THE TASK => Reproduce the material below line for line, without changing a single character.

ENTRIES SUPPLIED =>
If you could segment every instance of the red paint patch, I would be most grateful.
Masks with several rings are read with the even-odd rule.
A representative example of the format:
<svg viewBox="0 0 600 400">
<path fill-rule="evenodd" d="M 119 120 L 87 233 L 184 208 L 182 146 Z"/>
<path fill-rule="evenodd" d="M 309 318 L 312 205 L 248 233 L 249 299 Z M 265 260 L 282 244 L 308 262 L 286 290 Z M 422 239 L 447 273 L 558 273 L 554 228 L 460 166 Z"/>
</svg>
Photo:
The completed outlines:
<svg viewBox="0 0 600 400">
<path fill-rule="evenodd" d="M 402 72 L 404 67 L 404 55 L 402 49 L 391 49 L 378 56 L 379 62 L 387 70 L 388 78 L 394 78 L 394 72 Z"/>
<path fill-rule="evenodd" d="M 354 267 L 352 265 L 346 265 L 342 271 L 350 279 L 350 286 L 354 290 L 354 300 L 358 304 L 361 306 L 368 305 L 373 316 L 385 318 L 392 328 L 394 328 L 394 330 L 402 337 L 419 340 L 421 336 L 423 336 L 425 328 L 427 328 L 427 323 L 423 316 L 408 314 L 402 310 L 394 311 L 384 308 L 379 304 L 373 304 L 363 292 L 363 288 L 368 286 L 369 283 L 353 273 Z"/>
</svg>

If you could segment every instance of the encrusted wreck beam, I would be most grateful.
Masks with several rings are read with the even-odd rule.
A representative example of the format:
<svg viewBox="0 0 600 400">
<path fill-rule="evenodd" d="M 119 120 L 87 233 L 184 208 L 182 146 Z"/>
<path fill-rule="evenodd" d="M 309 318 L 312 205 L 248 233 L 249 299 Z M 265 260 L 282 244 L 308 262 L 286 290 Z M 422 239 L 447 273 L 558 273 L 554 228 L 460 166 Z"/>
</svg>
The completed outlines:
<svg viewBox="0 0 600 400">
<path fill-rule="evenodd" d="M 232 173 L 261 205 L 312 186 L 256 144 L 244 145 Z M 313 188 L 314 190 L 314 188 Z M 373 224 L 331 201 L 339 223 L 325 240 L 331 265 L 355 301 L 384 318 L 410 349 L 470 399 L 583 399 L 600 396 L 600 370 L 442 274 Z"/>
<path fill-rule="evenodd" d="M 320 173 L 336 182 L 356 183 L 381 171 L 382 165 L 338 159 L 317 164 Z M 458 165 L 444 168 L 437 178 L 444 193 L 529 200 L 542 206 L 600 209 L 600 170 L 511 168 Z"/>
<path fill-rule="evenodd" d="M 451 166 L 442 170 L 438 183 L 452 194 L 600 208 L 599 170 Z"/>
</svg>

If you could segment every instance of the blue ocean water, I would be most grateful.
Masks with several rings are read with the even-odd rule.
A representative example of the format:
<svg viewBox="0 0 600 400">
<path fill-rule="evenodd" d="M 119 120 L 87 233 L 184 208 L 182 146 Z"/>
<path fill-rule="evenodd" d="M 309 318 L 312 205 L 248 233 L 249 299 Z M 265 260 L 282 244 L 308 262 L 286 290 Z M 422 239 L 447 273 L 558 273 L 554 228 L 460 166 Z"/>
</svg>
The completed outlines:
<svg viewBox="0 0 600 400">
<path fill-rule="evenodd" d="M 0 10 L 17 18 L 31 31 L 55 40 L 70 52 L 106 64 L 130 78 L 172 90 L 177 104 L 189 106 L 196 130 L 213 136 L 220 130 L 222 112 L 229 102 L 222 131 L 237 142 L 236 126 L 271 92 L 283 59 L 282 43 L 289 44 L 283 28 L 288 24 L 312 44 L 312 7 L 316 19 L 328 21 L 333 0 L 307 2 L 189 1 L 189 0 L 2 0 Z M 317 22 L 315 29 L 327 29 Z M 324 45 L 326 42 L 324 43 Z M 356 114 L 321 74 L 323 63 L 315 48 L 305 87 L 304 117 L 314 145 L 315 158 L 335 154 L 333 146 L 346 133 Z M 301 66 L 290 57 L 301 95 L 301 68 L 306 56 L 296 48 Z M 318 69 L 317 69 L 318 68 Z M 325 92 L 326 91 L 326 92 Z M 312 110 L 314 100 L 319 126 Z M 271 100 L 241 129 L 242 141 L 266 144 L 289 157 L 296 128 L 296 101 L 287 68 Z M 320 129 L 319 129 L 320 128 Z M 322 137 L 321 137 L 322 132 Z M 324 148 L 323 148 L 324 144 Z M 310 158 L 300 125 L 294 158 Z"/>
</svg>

EXERCISE RESULT =>
If you could segment every instance of the red paint patch, I would be most grateful.
Masks with several rings are read with the even-odd rule.
A representative example of the format:
<svg viewBox="0 0 600 400">
<path fill-rule="evenodd" d="M 119 120 L 87 233 L 184 208 L 182 146 Z"/>
<path fill-rule="evenodd" d="M 309 318 L 312 205 L 248 233 L 249 299 Z M 265 260 L 282 244 L 308 262 L 286 290 Z M 422 239 L 447 273 L 558 273 L 554 228 L 460 166 Z"/>
</svg>
Photo:
The completed outlines:
<svg viewBox="0 0 600 400">
<path fill-rule="evenodd" d="M 402 72 L 404 67 L 404 55 L 402 49 L 391 49 L 378 56 L 379 62 L 387 70 L 388 78 L 394 78 L 394 72 Z"/>
<path fill-rule="evenodd" d="M 354 267 L 352 265 L 346 265 L 342 271 L 350 279 L 350 286 L 354 290 L 354 300 L 358 304 L 361 306 L 368 305 L 373 316 L 385 318 L 392 328 L 394 328 L 394 330 L 402 337 L 419 340 L 421 336 L 423 336 L 425 328 L 427 328 L 427 323 L 423 316 L 408 314 L 402 310 L 394 311 L 384 308 L 379 304 L 373 304 L 363 292 L 363 288 L 368 286 L 369 283 L 353 273 Z"/>
</svg>

If you could segment every instance of the encrusted wreck beam, I would be most grateful.
Masks with several rings are read with the even-odd rule.
A representative example of the format:
<svg viewBox="0 0 600 400">
<path fill-rule="evenodd" d="M 119 120 L 87 233 L 184 208 L 182 146 Z"/>
<path fill-rule="evenodd" d="M 309 318 L 312 205 L 248 233 L 249 299 Z M 265 260 L 282 244 L 308 262 L 286 290 Z M 422 239 L 447 273 L 558 273 L 554 228 L 460 166 Z"/>
</svg>
The completed outlines:
<svg viewBox="0 0 600 400">
<path fill-rule="evenodd" d="M 232 173 L 261 205 L 312 186 L 256 144 L 244 145 Z M 313 188 L 314 190 L 314 188 Z M 373 224 L 331 201 L 339 223 L 325 240 L 331 265 L 355 301 L 384 318 L 410 349 L 470 399 L 583 399 L 600 396 L 600 370 L 442 274 Z"/>
<path fill-rule="evenodd" d="M 320 173 L 336 182 L 356 183 L 381 171 L 382 165 L 338 159 L 317 164 Z M 458 165 L 444 168 L 437 178 L 444 193 L 529 200 L 542 206 L 600 209 L 600 170 L 511 168 Z"/>
<path fill-rule="evenodd" d="M 451 166 L 442 170 L 438 183 L 452 194 L 600 208 L 599 170 Z"/>
</svg>

If you could segment every instance of the blue ocean water, I would be most grateful.
Masks with several rings are read with the even-odd rule.
A representative example of the format:
<svg viewBox="0 0 600 400">
<path fill-rule="evenodd" d="M 119 120 L 87 233 L 184 208 L 182 146 Z"/>
<path fill-rule="evenodd" d="M 309 318 L 312 205 L 248 233 L 249 299 Z M 265 260 L 282 244 L 308 262 L 286 290 Z M 422 239 L 447 273 L 558 273 L 554 228 L 460 166 Z"/>
</svg>
The completed outlines:
<svg viewBox="0 0 600 400">
<path fill-rule="evenodd" d="M 0 10 L 17 18 L 31 31 L 55 40 L 70 52 L 106 64 L 130 78 L 172 90 L 177 104 L 189 106 L 196 130 L 213 136 L 220 130 L 222 112 L 229 102 L 222 131 L 237 142 L 236 126 L 271 92 L 283 59 L 282 43 L 289 44 L 283 28 L 288 24 L 312 44 L 312 7 L 316 19 L 328 21 L 333 0 L 307 2 L 189 1 L 189 0 L 2 0 Z M 317 22 L 315 29 L 327 29 Z M 324 45 L 326 42 L 324 43 Z M 356 114 L 321 74 L 323 63 L 315 48 L 305 87 L 304 117 L 314 145 L 315 158 L 335 154 L 333 146 L 346 133 Z M 301 66 L 290 57 L 301 95 L 301 68 L 306 56 L 296 48 Z M 318 69 L 317 69 L 318 68 Z M 325 92 L 326 91 L 326 92 Z M 312 110 L 314 100 L 319 126 Z M 271 100 L 241 129 L 242 141 L 266 144 L 289 157 L 296 128 L 296 101 L 287 68 Z M 320 129 L 319 129 L 320 128 Z M 322 137 L 321 137 L 322 132 Z M 324 148 L 323 148 L 324 144 Z M 310 158 L 300 125 L 294 158 Z"/>
</svg>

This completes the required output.